▸ **Quoted text**
----------------

Opened the box. looks like the top bearing on the output "pinion" shaft decided it was time to give up the ghost. The input bearings seemed to be fine with no play.

So I might just replace both output bearings and both shaft seals. The weird thing is, I can't find an aftermarket shaft seal for this thing. I can find OEM ones for 3x or 4x what it should cost for a shaft seal (eg $35-$40..what kind of crap is that? It's just stupid and arrogance).

The seal says it is a 39-80-10. That 39mm ID is what I can't find. Most places go from a 38mm straight to a 40mm. The ID of the output bearings are 40mm, but they've undercut this shaft by 1mm wherever the bearings races don't sit... so kind of made it hard on me I think. Any ideas?

The very edges of the pinion teeth got chewed up a bit, but I'm going to take a sanding disk or grinder to lightly smooth that out and take the edges off. My machine shop guys say it won't be an issue... you can tell where the teeth mesh at, the part that got dinged up, doesn't even look like it ever touches the large gear... considering I can't buy that pinion shaft or the large gear either... we're just going to roll with it... I'm sure if I can find a output shaft seal, I drop 2 bearings in this thing it will roll another 17 years.

----------------

▸ **Exercise instructions**
A) Decide whether each statement agrees with the gearbox repair post above, answering yes or no and quoting the words that decide it. (i) The input bearings showed play. (ii) The seal is marked 39-80-10. (iii) The machine shop guys expect the chewed pinion teeth to cause trouble.
B) Answer these from the gearbox repair post above.
(i) Which bearing on the output pinion shaft gave out?
(ii) What is the ID of the output bearings?
(iii) What will be used to smooth the edges of the pinion teeth?

----------------

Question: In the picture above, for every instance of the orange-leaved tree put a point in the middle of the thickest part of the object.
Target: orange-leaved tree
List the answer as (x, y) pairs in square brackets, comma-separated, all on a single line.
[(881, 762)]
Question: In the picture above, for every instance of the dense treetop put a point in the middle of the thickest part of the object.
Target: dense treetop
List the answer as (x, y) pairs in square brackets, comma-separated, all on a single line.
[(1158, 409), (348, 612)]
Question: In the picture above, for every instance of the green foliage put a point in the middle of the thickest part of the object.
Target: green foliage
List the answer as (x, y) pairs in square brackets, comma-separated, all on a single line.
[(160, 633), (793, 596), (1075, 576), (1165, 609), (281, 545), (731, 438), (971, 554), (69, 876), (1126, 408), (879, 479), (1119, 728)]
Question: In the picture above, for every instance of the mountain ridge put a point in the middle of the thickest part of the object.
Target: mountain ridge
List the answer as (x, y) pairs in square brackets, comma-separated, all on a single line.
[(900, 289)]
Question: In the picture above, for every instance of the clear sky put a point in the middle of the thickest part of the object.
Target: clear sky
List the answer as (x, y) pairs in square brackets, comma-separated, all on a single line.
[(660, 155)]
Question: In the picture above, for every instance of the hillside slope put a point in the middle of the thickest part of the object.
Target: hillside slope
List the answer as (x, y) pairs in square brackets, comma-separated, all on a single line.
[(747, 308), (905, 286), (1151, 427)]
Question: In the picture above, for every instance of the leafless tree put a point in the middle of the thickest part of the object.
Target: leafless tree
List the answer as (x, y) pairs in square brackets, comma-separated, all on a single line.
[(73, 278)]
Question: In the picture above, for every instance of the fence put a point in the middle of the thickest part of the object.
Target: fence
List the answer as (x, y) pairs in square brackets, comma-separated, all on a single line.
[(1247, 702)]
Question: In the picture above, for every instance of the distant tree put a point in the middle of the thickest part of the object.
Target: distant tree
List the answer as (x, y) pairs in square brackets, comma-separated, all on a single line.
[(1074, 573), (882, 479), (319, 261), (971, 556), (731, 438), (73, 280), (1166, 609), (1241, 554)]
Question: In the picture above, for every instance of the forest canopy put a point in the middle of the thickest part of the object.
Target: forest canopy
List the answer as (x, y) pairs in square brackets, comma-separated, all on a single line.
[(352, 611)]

----------------

▸ **Solutions to each task**
A)
(i) No: "The input bearings seemed to be fine with no play."
(ii) Yes: "The seal says it is a 39-80-10."
(iii) No: "My machine shop guys say it won't be an issue"

B)
(i) The top bearing.
(ii) 40mm.
(iii) A sanding disk or grinder.